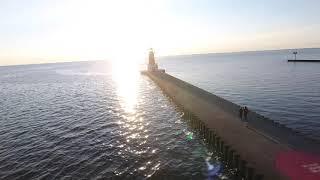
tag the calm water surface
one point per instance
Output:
(263, 81)
(91, 121)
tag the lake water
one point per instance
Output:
(95, 120)
(264, 81)
(88, 120)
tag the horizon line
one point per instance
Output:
(172, 55)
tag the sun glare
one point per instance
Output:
(125, 74)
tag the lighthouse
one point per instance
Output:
(152, 65)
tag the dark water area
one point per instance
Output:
(264, 81)
(88, 121)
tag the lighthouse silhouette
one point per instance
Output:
(152, 66)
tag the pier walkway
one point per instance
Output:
(258, 144)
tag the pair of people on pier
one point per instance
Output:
(243, 113)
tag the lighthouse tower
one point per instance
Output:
(152, 66)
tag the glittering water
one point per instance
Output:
(87, 120)
(264, 81)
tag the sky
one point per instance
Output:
(45, 31)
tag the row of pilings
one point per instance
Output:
(228, 156)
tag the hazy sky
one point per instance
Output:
(39, 31)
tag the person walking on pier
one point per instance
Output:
(245, 111)
(241, 112)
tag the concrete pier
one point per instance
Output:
(303, 60)
(251, 150)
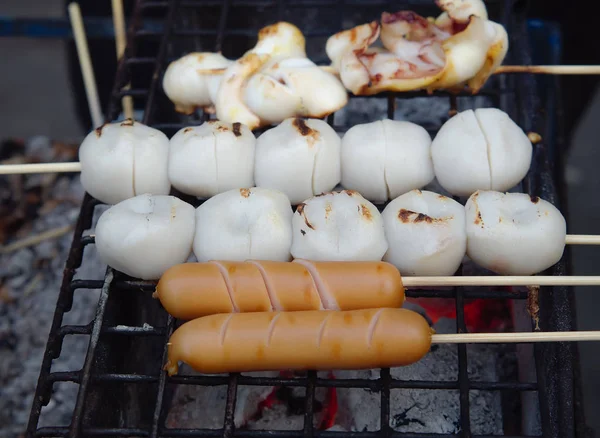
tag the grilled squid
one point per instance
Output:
(124, 159)
(426, 233)
(241, 224)
(269, 83)
(514, 233)
(299, 157)
(192, 81)
(212, 158)
(480, 150)
(461, 47)
(338, 226)
(145, 235)
(384, 159)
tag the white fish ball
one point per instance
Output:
(509, 148)
(426, 233)
(241, 224)
(386, 158)
(480, 150)
(299, 157)
(514, 233)
(338, 226)
(212, 158)
(124, 159)
(146, 235)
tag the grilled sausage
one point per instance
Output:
(314, 340)
(192, 290)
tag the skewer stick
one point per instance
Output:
(14, 169)
(487, 338)
(85, 63)
(121, 43)
(550, 69)
(503, 280)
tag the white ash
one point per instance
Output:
(32, 276)
(195, 406)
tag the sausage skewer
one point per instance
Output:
(192, 290)
(317, 340)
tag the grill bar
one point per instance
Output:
(151, 50)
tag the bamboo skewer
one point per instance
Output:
(535, 69)
(550, 69)
(503, 280)
(85, 63)
(121, 43)
(15, 169)
(500, 338)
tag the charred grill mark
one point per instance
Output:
(423, 218)
(237, 129)
(302, 127)
(98, 130)
(534, 137)
(405, 216)
(364, 210)
(478, 219)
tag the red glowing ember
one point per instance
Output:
(327, 410)
(330, 408)
(481, 315)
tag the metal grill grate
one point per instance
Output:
(122, 388)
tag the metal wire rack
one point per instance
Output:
(122, 388)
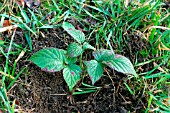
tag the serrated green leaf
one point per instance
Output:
(71, 60)
(88, 46)
(76, 34)
(72, 75)
(74, 50)
(49, 59)
(121, 64)
(103, 55)
(94, 69)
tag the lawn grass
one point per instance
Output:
(113, 23)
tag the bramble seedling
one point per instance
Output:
(54, 59)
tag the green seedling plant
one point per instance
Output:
(71, 63)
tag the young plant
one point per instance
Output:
(54, 59)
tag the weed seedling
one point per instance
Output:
(54, 59)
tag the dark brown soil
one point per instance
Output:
(42, 92)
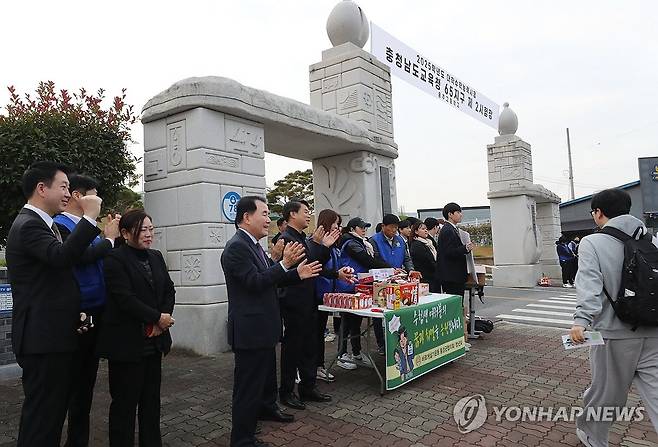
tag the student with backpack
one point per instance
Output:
(617, 296)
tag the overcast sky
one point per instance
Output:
(591, 66)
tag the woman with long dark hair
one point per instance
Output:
(424, 255)
(135, 332)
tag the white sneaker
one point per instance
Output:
(344, 362)
(324, 375)
(583, 437)
(363, 359)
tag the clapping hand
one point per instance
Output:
(293, 252)
(277, 250)
(330, 238)
(318, 234)
(111, 230)
(91, 206)
(165, 322)
(306, 270)
(347, 274)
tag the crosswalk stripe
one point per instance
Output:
(558, 301)
(537, 319)
(548, 306)
(544, 312)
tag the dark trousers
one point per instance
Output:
(46, 383)
(453, 288)
(299, 350)
(254, 392)
(323, 317)
(135, 387)
(351, 327)
(84, 371)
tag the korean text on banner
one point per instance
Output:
(416, 69)
(422, 338)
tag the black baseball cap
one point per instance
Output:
(357, 222)
(391, 219)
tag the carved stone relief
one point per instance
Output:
(244, 138)
(176, 146)
(192, 266)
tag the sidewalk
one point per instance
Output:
(515, 365)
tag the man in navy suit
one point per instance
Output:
(254, 320)
(46, 311)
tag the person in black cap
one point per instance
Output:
(356, 252)
(391, 248)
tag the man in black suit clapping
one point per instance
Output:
(254, 322)
(46, 311)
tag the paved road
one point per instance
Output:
(550, 306)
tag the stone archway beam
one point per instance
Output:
(538, 192)
(292, 129)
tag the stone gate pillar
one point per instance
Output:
(197, 164)
(352, 83)
(525, 220)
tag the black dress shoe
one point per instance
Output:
(314, 396)
(276, 416)
(290, 400)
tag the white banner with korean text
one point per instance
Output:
(416, 69)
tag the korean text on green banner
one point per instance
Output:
(421, 338)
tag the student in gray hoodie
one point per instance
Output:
(627, 356)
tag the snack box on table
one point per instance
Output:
(347, 300)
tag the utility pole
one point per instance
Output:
(573, 194)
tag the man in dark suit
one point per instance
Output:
(46, 311)
(254, 322)
(452, 255)
(91, 282)
(299, 349)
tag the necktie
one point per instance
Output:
(262, 255)
(58, 235)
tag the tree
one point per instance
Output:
(295, 185)
(74, 129)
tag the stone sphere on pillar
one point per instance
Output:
(508, 123)
(348, 23)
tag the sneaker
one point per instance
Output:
(324, 375)
(363, 359)
(344, 362)
(584, 438)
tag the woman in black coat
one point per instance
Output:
(135, 331)
(424, 256)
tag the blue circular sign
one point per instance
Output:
(230, 205)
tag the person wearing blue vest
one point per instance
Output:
(334, 278)
(390, 248)
(89, 275)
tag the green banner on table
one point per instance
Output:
(421, 338)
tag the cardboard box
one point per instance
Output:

====================

== EXERCISE BRIEF ==
Wherever a line of the records above contains the string "lighthouse", copy that line out.

== SOLUTION TO THE EXERCISE ==
tag the lighthouse
tag the lighthouse silhouette
tag the lighthouse tower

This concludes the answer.